SUPPLIED PASSAGE:
She says links made in the media between child abuse and teenage mothers are the most damaging, particularly for young Mäori mothers who are often the targets of such negative claims. Although the literature does show a relationship between young mothers and poor parenting, these findings need to be interpreted with caution. “According to writer and commentator Nigel Parton, child abuse is far too complex a problem to isolate single casual factors. He believes it is more appropriate to see child abuse as a result of multiple interacting factors, including the psychological traits of parents and children, the family’s place in the larger social and economic structure, and the balance of external supports and stresses, both interpersonal and material.”

TASKS TO PERFORM:
**a)** In the passage on teenage mothers and child abuse, which mothers are often the targets of the negative claims made in the media?
**b)** Take the passage on teenage mothers and child abuse further, writing on from its last sentence.
Nothing in the material that comes next is needed here.

Coordinate annotation records:
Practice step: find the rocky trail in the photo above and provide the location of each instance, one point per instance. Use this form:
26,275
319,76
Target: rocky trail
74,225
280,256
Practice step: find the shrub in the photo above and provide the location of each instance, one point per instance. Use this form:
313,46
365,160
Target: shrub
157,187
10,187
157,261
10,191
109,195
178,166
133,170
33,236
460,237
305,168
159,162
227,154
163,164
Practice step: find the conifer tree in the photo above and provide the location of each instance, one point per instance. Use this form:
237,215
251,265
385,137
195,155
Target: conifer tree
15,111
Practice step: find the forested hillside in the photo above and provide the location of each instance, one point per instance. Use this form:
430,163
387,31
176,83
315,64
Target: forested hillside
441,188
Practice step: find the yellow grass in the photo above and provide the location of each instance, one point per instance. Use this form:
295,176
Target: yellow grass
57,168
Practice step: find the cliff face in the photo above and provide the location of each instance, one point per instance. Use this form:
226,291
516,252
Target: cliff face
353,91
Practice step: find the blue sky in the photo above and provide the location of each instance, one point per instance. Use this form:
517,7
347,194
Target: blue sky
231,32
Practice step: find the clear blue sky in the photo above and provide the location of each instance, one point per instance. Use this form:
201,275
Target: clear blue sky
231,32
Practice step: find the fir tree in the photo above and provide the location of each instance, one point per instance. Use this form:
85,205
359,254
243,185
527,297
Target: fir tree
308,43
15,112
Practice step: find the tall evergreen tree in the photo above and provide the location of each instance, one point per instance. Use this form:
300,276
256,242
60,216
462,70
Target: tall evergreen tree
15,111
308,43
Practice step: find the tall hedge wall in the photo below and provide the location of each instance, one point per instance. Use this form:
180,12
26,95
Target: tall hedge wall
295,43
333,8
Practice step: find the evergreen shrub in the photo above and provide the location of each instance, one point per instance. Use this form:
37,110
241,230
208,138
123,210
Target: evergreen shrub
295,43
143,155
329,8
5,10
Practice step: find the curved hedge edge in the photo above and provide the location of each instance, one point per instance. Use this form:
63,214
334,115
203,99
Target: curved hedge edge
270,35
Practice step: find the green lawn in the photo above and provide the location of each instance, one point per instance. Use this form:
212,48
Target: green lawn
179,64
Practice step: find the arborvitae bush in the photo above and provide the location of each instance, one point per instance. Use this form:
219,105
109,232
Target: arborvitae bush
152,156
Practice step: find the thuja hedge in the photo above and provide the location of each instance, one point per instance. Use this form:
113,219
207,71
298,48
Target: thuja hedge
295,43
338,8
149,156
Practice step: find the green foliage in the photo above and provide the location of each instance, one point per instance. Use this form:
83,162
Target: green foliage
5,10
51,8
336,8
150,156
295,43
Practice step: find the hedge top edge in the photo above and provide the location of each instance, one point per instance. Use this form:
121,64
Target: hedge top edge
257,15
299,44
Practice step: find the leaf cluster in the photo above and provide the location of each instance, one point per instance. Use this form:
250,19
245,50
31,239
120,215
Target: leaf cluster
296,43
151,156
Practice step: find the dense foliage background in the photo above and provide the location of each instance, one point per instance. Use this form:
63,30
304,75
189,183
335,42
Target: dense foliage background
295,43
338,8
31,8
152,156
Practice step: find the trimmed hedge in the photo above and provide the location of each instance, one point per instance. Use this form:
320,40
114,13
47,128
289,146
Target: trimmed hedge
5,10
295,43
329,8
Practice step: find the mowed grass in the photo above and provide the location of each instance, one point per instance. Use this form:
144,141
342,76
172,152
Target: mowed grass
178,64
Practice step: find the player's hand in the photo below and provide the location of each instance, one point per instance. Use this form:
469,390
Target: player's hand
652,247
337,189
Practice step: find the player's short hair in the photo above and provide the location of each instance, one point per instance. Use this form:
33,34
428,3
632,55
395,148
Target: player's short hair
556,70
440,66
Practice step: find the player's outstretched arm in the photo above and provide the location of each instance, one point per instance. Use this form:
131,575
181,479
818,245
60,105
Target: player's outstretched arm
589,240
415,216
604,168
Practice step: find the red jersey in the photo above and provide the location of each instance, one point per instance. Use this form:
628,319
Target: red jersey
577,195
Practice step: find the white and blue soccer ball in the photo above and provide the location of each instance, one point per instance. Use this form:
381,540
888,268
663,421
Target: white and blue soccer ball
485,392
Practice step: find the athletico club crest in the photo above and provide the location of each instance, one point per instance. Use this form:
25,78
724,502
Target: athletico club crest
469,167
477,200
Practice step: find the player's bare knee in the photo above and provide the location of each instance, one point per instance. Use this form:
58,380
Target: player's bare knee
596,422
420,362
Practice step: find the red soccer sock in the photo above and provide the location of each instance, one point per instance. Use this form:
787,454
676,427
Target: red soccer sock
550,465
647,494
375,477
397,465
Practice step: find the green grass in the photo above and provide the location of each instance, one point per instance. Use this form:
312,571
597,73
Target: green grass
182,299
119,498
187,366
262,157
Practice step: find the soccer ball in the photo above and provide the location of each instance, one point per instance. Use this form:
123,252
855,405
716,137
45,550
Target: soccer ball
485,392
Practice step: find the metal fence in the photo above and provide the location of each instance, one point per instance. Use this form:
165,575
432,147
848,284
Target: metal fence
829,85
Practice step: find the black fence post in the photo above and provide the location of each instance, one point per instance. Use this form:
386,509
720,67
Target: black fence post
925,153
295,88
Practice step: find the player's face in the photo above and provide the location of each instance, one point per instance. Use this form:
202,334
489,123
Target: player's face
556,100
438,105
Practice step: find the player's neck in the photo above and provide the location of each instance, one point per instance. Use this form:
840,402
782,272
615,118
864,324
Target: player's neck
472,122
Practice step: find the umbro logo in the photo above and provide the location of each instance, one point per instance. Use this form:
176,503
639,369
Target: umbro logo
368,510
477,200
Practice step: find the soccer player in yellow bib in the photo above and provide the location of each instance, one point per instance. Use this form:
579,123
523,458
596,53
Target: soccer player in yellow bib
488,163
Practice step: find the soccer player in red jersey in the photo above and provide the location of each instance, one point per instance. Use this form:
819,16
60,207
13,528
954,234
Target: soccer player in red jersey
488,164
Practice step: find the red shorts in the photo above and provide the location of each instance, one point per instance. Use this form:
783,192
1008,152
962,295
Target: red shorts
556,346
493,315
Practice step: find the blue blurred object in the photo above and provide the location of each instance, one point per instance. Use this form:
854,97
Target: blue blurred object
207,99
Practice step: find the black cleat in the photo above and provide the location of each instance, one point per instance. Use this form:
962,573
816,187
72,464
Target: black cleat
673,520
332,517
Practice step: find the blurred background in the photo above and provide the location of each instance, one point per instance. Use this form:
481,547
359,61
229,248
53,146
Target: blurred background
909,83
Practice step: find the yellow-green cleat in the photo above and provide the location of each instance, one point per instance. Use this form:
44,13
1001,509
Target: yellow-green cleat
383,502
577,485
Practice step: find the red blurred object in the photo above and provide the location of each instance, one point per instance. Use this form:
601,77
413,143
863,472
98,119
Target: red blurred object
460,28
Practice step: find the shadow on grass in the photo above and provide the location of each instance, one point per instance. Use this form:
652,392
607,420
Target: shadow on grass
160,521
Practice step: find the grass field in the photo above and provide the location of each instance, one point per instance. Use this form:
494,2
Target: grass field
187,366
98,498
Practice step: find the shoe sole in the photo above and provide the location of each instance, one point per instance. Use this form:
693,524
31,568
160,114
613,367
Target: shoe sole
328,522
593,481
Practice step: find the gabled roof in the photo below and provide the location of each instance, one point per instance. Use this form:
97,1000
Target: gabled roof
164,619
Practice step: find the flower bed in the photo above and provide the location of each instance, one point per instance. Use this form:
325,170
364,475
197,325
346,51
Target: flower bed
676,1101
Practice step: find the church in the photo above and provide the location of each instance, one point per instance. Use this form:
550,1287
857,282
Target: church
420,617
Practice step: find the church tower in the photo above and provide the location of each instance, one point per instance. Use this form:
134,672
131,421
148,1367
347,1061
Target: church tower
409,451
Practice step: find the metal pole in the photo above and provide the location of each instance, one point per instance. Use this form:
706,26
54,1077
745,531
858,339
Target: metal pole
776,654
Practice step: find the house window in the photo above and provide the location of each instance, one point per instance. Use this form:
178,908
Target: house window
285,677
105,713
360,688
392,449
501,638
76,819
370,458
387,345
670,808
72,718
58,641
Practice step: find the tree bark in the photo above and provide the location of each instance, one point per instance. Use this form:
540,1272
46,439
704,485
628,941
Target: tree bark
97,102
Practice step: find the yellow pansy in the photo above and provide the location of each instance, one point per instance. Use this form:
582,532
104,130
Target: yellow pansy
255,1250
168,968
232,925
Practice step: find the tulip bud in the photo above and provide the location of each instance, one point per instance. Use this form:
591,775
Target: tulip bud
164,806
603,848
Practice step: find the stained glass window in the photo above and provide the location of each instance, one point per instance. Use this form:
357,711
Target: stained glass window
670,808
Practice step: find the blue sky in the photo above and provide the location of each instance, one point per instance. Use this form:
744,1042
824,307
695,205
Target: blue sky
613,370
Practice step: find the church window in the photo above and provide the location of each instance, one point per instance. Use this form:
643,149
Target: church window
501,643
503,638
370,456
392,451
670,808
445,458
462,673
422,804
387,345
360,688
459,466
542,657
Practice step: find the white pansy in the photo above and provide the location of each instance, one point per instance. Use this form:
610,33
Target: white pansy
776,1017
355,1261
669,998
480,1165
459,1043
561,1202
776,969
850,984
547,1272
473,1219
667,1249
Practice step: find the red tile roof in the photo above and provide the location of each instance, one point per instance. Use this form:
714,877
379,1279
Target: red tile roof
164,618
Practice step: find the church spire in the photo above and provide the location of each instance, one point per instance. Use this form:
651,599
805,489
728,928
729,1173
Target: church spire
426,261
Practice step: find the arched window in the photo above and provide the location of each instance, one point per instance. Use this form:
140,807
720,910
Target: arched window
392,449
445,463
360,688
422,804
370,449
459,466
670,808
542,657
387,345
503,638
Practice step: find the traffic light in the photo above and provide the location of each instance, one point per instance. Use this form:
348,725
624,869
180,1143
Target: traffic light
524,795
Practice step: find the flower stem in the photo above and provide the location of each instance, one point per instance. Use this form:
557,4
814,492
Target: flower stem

EXPECTED RESULTS:
**a)** Young Mäori mothers.

**b)**
Another myth is the suggestion that teenage motherhood is a cause of educational underachievement. In fact, studies have shown pregnancy might be the result, rather than the cause, of school failure and identifies pre-existing socio-economic factors such as poverty. Ms Wilson says society must understand that unless young mothers are helped to recognise their own value, little progress can be made in influencing the development of their children. “Most young mothers are keen to continue their education, or find a job. Free childcare would be a major help, as would a benefit system which did not penalise those wanting to work part-time.”

Ms Wilson’s PhD research aims to give voice to the knowledge and experience of teenage mothers. Her ‘participatory action’ model will explore what enables them to mother well. Results will be disseminated among teenage mothers, community groups, health professionals, policy makers and the media.